Data records:
━━━━

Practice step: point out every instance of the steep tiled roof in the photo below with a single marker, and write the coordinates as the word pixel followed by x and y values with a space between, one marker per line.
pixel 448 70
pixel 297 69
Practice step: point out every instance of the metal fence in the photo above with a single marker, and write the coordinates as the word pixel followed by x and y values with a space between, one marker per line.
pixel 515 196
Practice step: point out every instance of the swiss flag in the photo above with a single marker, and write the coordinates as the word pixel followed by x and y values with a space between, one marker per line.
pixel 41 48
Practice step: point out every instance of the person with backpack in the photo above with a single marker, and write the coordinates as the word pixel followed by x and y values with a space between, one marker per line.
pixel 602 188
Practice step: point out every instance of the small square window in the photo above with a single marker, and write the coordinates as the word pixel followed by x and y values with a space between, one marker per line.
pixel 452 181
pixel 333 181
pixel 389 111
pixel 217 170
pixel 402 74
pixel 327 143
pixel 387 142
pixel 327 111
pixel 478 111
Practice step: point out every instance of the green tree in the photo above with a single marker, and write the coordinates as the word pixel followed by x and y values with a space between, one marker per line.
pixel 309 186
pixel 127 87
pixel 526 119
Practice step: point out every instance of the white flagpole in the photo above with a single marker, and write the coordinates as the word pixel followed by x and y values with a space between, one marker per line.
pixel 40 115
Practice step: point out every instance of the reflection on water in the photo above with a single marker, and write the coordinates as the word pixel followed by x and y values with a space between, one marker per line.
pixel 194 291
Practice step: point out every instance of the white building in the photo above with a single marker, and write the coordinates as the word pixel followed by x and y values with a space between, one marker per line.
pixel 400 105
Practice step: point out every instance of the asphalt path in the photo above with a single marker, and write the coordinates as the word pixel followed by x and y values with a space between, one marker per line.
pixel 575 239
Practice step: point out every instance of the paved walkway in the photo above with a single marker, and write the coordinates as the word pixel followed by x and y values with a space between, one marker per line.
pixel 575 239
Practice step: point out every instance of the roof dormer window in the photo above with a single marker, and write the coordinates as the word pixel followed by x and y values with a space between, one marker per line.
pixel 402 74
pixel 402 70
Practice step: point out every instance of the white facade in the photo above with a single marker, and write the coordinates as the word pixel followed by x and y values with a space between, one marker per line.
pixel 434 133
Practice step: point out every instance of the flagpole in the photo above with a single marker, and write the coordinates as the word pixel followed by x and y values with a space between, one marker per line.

━━━━

Problem: Restate the records above word for word.

Solution:
Practice step: point out every instance of the steep tiled roof in the photo below with a single marker, and write the coordinates as the word pixel followed by x and y values with a space between, one marker per line.
pixel 448 70
pixel 297 69
Practice step: point out every instance of the metal fence in the photo above with a single marker, and write the coordinates as the word pixel followed by x and y values with a space between, one marker per line.
pixel 515 196
Practice step: point out every instance of the swiss flag in the photo above with a single marker, and write the coordinates as the word pixel followed by x and y values with a space between, one marker per line.
pixel 41 48
Practice step: point out every instance of the person with backpack in the photo above with a single marker, and write the coordinates as the word pixel followed by x and y values with a space between, one marker per line.
pixel 602 188
Practice step: point out every instance of the small square window in the photo above with a single marker, and write the coordinates as the word pixel followed by x and y values with a space between, one marker per line.
pixel 452 181
pixel 333 181
pixel 389 111
pixel 217 170
pixel 402 74
pixel 327 143
pixel 387 142
pixel 327 111
pixel 478 111
Practice step: point out every instance of the green tree in the photo above with a single marker, and write the coordinates as the word pixel followed by x and y values with a space between, one marker per line.
pixel 309 186
pixel 127 87
pixel 526 119
Practice step: point out every instance of the white flagpole in the photo above with a single marker, and write the coordinates as the word pixel followed by x and y values with a space between, one marker per line.
pixel 40 115
Practice step: point out every instance of the reflection on water in the photo above with a single marker, and write the coordinates as the word pixel followed by x and y values with a space between, one marker per line.
pixel 194 291
Practice step: point out every instance of the white building in the photo above with a single marker, and write the coordinates as the word pixel followed by x and y values with a space between, one marker per line.
pixel 400 105
Practice step: point out every instance of the asphalt path in the photo above with a single marker, and write the coordinates as the word pixel followed by x and y values with a space between, one marker per line.
pixel 575 239
Practice step: point out every instance of the paved walkway in the photo above with a single marker, and write the coordinates as the word pixel followed by x and y values with a space between, one marker per line.
pixel 575 239
Practice step: point out every instance of the roof dormer window in the photo above with a single marker, and write the coordinates as the word pixel followed by x and y values with a space between, one marker per line.
pixel 402 74
pixel 402 70
Practice step: point out every instance of the white facade in the photo above with a single marker, and write the coordinates as the word pixel followed by x and y values with a space between, one marker per line.
pixel 434 133
Practice step: point out every instance of the flagpole in the photo above with a single marker, and write the coordinates as the word pixel followed by x and y values with a space between, one marker per line.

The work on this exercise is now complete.